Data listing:
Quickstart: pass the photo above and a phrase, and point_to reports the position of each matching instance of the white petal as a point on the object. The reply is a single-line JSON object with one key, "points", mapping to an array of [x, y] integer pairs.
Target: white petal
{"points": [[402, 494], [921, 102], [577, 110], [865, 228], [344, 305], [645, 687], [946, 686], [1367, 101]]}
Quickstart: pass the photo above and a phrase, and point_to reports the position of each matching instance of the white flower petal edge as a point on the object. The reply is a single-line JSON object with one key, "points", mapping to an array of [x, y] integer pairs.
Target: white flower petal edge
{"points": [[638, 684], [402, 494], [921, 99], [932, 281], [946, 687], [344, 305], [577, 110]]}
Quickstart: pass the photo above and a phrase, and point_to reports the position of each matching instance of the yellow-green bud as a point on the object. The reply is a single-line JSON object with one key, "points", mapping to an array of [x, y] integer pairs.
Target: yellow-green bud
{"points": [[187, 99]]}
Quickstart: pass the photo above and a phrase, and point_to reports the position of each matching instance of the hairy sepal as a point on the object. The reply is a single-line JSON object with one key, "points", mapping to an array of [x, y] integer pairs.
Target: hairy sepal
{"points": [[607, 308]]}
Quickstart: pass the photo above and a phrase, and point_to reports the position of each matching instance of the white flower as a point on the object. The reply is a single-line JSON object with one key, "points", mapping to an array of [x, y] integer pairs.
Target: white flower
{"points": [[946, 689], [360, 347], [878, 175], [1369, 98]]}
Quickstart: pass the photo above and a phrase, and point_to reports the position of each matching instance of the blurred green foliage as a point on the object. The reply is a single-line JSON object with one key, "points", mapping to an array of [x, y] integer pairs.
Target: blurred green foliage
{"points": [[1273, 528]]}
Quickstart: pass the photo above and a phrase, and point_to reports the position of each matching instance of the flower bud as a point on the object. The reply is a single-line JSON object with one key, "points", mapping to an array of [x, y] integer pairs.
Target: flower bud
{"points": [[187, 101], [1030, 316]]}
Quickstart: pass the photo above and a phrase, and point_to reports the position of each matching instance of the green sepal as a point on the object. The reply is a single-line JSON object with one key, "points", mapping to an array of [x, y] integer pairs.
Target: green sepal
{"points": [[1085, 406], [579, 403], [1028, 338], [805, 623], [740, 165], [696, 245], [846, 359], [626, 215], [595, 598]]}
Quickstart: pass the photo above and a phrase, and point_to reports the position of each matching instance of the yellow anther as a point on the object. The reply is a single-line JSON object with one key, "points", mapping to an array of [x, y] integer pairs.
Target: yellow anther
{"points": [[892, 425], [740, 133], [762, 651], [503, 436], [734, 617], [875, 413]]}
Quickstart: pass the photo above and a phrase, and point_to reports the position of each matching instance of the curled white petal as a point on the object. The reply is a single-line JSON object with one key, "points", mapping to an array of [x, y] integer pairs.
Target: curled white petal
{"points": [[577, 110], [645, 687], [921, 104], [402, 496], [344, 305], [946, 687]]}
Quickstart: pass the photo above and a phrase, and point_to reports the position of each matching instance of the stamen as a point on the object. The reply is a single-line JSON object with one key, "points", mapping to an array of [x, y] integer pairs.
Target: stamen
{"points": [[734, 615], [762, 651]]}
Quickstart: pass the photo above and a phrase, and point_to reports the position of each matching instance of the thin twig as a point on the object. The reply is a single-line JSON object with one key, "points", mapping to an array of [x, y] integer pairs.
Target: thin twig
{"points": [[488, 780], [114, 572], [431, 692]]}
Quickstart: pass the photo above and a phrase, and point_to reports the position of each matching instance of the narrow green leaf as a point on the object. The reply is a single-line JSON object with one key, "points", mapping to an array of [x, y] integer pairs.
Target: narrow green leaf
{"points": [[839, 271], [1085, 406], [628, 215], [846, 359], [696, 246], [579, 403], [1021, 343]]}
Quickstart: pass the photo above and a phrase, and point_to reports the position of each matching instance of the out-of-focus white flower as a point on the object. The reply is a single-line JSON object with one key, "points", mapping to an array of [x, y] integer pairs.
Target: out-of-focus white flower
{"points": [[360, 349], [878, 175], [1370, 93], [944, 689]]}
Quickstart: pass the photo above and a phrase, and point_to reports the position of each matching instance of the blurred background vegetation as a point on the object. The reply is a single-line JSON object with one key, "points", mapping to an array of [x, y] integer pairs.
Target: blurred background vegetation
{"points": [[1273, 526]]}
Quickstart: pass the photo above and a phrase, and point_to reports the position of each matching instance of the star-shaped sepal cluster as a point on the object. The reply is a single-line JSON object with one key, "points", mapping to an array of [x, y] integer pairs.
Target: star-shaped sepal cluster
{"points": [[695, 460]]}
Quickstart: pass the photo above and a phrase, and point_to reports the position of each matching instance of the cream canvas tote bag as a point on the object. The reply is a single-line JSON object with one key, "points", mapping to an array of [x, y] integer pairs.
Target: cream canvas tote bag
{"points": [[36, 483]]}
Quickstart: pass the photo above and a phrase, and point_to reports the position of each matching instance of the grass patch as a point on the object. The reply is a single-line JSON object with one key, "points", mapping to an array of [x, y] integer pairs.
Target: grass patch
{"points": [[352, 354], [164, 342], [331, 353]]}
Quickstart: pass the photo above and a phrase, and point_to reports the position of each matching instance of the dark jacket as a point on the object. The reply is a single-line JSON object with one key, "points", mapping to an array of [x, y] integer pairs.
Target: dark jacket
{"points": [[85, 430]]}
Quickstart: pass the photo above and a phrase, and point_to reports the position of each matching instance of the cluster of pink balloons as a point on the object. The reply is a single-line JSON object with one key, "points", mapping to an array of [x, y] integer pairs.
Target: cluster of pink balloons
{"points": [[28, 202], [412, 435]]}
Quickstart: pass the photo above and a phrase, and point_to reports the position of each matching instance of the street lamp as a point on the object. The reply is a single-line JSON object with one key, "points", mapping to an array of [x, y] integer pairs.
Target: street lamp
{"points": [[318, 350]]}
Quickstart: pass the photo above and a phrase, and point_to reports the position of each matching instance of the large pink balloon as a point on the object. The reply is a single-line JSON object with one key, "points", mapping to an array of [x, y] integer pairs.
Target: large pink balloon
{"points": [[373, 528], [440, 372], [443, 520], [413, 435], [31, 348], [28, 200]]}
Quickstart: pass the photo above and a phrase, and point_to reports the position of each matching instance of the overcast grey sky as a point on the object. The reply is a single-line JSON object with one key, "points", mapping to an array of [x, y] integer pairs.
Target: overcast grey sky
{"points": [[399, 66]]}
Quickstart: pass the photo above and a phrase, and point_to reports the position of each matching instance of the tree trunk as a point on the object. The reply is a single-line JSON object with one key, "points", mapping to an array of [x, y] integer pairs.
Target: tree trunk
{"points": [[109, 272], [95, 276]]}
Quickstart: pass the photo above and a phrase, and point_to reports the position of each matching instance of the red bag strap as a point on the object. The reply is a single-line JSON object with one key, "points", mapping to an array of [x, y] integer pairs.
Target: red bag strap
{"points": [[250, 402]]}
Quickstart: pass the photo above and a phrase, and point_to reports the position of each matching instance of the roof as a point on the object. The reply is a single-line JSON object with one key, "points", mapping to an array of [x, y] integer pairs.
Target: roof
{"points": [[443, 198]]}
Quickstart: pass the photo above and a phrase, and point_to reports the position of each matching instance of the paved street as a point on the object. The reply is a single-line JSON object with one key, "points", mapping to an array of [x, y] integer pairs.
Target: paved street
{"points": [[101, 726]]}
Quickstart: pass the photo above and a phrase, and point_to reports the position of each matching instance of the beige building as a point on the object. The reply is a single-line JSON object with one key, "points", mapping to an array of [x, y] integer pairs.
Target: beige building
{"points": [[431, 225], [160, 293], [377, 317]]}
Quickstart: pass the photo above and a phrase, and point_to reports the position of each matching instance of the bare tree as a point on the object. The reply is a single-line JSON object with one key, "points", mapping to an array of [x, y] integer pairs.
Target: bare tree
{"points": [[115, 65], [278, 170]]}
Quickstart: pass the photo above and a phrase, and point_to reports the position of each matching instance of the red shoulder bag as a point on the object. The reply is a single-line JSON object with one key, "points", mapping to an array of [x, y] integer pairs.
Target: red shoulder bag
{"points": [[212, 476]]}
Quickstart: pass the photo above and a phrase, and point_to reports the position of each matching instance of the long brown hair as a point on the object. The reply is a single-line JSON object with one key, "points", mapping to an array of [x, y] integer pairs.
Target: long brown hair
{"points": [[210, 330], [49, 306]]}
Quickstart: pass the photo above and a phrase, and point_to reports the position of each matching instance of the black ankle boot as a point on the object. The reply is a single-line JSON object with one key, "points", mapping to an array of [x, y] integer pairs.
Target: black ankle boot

● DIRECTIONS FOR THIS TASK
Exactly and exclusively, repeat the lines from the line that contains "of the long" through the end of the records, both ends included.

● OUTPUT FOR THIS TASK
Quickstart: pass the photo above and a phrase, and point_to reports the position of each matching instance of the long brown hair as a point on the object. The reply is a single-line JSON object with one key, "points", mapping to an array of [x, y] integer pairs.
Target: long brown hair
{"points": [[210, 330], [49, 306]]}
Quickstart: pass the photo above and a phrase, and point_to reports the position of each matching instance of the black ankle boot as a point on the object. The reply is a single-line JSON object with one key, "points", mapping to an array of [x, y] integer pairs.
Target: black ankle boot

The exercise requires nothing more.